YOUR TASKS
A - Answer these three questions from the news report on India-EU trade talks, one answer per line with matching labels:
(i) Since when have India and the EU been negotiating the trade and investment agreement?
(ii) Who is India's commerce & industry minister?
(iii) In what month was the last round of negotiation held?
B - In the news report on India-EU trade talks, rewrite the paragraph beginning "The Indian side seeks comfort" as a single shorter sentence that keeps its main points.
C - Continue the news report on India-EU trade talks from the point where it stops.

SUPPLIED PASSAGE
◆ ◆ ◆
Unwilling to agree with the European Union's proposal to allow further tariff cuts under the proposed India-EU Bilateral Trade And Investment Agreement (BITA), India may ask the 27-nation trading block sign a free trade deal "within a narrow political window", an online media report says today.
India and EU are negotiating a Broad-based Trade and Investment Agreement (BTIA) since June 2007, but no breakthrough has yet been achieved due to strong differences on several of the issues.
The two sides have failed to bridge the gap on various crucial issues, including grating "data secure" status by EU and increasing equity cap on FDI in insurance sector by India.
The media report says, citing sources, that commerce & industry minister Anand Sharma has been advised to deliver a stern message to Karel De Gucht, his European counterpart EU's ambitious demands.
EU's demand is for TRIPS-plus measures is also another irritating issue. The Indian pharmaceutical industry fears that if this measures are accepted by India, this will have negative negative impact on healthcare in India and other developing and least developed countries.
The last round of negotiation between the two sides was held in May after the talks had gained some momentum from the ministerial-level talks held in Brussels previous month.
The Indian side seeks comfort and clarity on the market access being provided to India in Modes 1 and 4 and asked for assurance that these are actually effective on the ground.
◆ ◆ ◆
RECORD SET

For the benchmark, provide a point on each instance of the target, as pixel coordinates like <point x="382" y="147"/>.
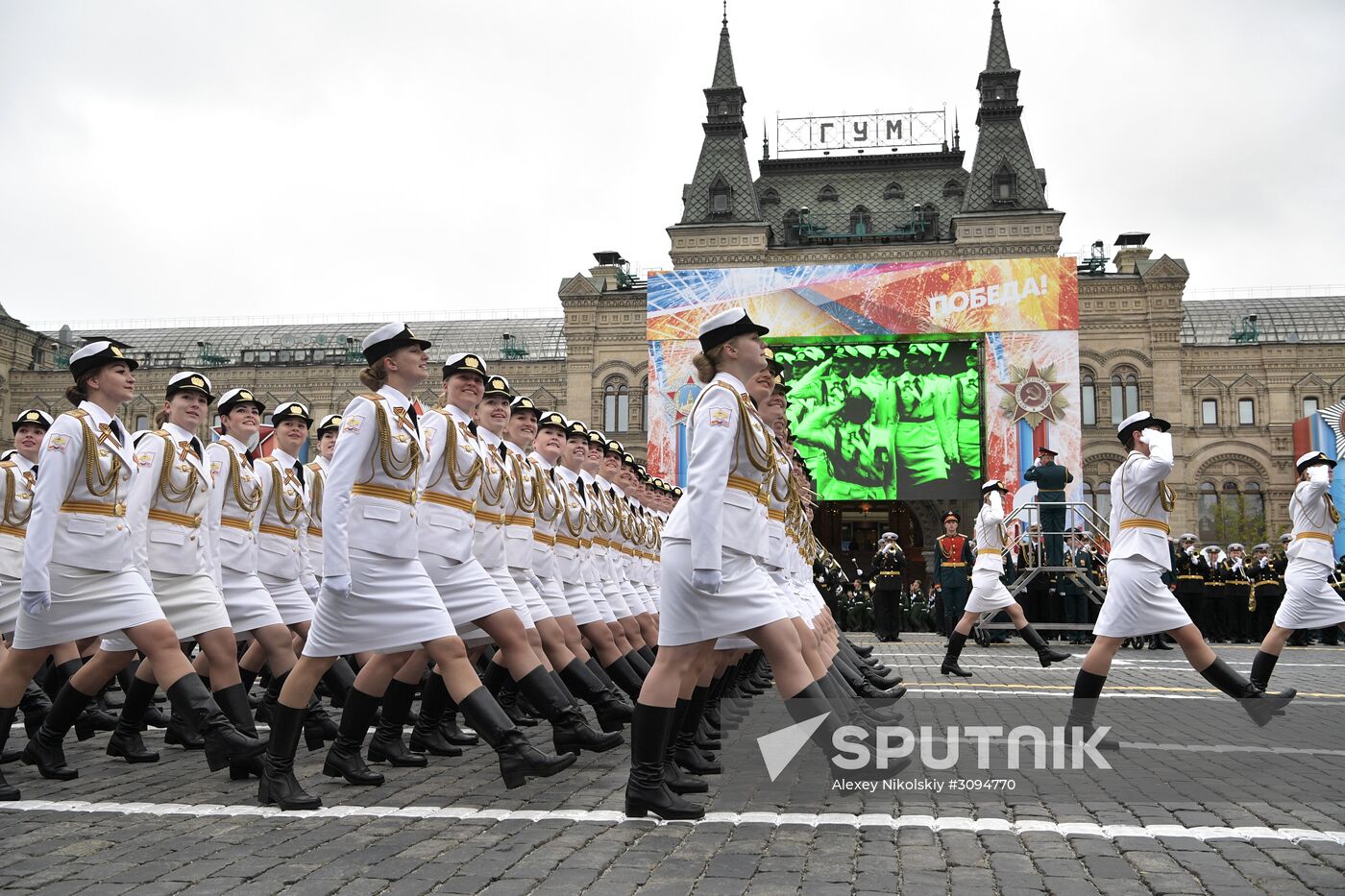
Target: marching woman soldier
<point x="17" y="479"/>
<point x="232" y="516"/>
<point x="713" y="579"/>
<point x="1138" y="603"/>
<point x="575" y="567"/>
<point x="164" y="512"/>
<point x="988" y="593"/>
<point x="78" y="517"/>
<point x="376" y="593"/>
<point x="1308" y="599"/>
◆ ◆ ◆
WRITTEN ANSWERS
A -
(i) Since June 2007.
(ii) Anand Sharma.
(iii) In May.

B - India wants clarity on its market access in Modes 1 and 4 and assurance that this access works in practice.

C -
In mode-1, India would need to be declared as data secure in order to provide access. Similarly, on Mode-4 i.e. movement of natural persons for providing services, India is pushing for better access and removal of safeguard clauses that may hamper the actual realisation of concessions offered by EU.
India also wants more access for domestic industry and Indian agricultural products.
The European side is concerned over some issues with regard to market access and patent issues.
Bilateral trade between India and EU in the year 2011 was US$ 108.80 billion which increased from US$ 83.46 billion in 2010. The exports in the year 2010 were US$ 41.15 billion which increased to US$ 54.74 billion in 2011.
On the other hand, imports in the year 2010 were US$ 42.32 billion which also increased to US$ 54.07 billion in 2011. For the period January- April 2012, export was US$ 16.17 billion and import was US$ 18.53 billion. The total trade for this period was US$ 34.7 billion.